— Stated goal —
Retype the part of the records below that opens with the line containing "Task: mark one dot on every instance of the man's short" and runs through the end of the records, including both ends. Copy those lines exactly and nothing else.

Data entries
════════

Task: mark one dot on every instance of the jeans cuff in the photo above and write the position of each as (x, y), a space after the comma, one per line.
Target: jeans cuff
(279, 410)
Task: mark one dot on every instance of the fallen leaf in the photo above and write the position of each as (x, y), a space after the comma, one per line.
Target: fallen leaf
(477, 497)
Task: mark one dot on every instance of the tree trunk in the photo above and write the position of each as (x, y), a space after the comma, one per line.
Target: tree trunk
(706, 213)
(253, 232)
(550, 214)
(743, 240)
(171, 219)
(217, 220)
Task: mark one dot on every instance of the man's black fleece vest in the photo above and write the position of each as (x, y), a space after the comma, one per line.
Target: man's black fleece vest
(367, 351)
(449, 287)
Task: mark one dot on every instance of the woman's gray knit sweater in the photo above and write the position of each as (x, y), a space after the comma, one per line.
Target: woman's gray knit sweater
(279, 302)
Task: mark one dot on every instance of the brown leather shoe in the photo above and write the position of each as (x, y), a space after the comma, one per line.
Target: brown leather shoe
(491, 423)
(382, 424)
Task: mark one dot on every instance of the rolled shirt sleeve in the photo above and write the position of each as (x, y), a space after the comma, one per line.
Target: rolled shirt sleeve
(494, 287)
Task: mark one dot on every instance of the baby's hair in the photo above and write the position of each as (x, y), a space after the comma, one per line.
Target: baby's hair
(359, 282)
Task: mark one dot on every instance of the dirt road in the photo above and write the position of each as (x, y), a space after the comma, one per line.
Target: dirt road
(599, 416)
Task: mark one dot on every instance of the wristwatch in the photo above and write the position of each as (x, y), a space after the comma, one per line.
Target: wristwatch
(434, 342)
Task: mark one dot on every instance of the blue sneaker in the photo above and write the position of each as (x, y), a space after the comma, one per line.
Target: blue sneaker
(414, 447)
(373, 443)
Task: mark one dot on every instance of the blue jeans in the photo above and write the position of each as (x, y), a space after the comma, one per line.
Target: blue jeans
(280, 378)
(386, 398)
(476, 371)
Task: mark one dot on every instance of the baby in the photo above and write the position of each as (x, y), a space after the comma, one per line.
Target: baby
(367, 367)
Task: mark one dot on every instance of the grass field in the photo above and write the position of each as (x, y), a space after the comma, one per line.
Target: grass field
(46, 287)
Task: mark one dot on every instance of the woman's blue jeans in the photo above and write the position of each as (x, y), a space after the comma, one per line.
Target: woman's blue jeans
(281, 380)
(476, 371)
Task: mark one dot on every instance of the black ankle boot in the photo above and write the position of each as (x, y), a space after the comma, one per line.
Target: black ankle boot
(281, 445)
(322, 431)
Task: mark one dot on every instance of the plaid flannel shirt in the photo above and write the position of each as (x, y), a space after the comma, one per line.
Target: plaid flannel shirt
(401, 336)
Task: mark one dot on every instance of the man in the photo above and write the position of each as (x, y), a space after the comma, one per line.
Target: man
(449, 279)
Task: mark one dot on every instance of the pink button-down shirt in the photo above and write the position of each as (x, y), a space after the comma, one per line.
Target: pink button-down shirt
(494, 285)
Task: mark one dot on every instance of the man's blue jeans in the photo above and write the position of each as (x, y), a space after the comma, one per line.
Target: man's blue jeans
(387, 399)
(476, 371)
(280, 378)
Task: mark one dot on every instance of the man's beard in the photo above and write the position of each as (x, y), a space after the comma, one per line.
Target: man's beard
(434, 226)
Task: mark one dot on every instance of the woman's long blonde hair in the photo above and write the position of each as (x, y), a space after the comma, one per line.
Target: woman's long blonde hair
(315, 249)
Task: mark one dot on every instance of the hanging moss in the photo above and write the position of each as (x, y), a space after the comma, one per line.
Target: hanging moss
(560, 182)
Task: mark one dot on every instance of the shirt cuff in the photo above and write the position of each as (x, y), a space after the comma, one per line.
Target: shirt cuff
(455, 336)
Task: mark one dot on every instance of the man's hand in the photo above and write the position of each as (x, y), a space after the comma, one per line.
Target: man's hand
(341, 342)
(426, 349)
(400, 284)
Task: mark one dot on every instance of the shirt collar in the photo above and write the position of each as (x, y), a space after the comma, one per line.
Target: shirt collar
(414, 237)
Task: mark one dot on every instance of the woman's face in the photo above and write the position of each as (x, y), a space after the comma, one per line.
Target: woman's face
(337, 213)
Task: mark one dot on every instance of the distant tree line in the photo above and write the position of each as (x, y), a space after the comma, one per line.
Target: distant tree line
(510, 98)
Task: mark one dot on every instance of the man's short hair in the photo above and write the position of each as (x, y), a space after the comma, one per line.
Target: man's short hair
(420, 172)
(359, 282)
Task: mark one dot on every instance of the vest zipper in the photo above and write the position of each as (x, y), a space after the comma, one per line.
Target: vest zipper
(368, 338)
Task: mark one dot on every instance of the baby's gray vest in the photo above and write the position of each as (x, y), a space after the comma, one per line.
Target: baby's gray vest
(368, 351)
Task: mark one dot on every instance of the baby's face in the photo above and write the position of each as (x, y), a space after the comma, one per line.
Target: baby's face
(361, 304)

════════

— Reply to the exercise —
Task: mark one dot on every instance of the man's short hair in the photo above and write the position of each as (x, y), a space after the comma, one per line.
Target: man's short hair
(420, 172)
(359, 282)
Task: mark one dot on every instance of the vest zipper in the photo above and write the position of each as (x, y), a space after the comma, one per line.
Target: vest zipper
(368, 338)
Task: mark one dot on every instance of the baby's gray vest in the photo above and write the position of each as (x, y), a space after the comma, one per line.
Target: baby's gray vest
(368, 351)
Task: mark one dot on every instance of the baby's face in the photo above and write the position of each as (x, y), a space after the comma, one per line.
Target: baby's face
(361, 304)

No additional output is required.